STATED EXERCISE - Report each line below that contains the string "yellow", copying the full line. The match is case-sensitive.

TASK INPUT -
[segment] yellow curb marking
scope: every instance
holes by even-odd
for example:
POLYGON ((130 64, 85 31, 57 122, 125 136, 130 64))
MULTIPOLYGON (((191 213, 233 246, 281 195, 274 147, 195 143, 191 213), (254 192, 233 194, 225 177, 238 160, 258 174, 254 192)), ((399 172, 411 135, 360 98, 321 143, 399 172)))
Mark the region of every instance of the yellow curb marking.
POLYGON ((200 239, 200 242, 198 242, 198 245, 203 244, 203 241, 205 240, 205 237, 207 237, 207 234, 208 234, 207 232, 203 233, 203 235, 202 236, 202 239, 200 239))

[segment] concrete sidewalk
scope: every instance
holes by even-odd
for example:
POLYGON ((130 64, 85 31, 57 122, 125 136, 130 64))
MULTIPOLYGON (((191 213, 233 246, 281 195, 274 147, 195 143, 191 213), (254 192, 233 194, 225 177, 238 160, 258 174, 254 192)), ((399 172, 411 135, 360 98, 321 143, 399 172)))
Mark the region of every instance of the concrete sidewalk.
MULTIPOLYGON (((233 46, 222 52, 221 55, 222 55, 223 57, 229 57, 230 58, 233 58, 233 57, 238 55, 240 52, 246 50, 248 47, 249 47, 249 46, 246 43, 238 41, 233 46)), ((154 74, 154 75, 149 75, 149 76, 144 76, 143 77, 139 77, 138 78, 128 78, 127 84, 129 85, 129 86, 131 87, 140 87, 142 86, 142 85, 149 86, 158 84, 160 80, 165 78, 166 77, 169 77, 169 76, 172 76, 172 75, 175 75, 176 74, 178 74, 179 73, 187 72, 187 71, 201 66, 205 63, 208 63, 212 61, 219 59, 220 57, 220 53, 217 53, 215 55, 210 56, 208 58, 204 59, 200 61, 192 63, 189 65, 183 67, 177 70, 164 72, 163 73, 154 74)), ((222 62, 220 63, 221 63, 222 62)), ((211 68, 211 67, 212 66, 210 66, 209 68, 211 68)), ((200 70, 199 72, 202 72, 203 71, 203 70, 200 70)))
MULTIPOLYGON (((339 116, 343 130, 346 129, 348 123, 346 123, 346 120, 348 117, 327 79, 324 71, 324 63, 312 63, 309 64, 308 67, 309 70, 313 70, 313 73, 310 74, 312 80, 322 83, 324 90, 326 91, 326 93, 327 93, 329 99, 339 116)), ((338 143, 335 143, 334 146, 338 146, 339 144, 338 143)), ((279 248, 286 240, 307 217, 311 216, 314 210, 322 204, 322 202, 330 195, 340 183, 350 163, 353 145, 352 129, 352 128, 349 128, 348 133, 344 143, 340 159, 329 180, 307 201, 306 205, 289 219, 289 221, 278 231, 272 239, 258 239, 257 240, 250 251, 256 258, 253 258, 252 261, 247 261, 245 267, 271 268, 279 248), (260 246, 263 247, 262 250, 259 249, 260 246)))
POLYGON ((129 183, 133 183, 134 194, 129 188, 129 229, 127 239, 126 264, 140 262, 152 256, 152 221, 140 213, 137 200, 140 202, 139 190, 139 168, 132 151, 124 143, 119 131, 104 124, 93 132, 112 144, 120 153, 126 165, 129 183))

RESPONSE TO THE EXERCISE -
[segment] yellow curb marking
Mark the region of every instance of the yellow curb marking.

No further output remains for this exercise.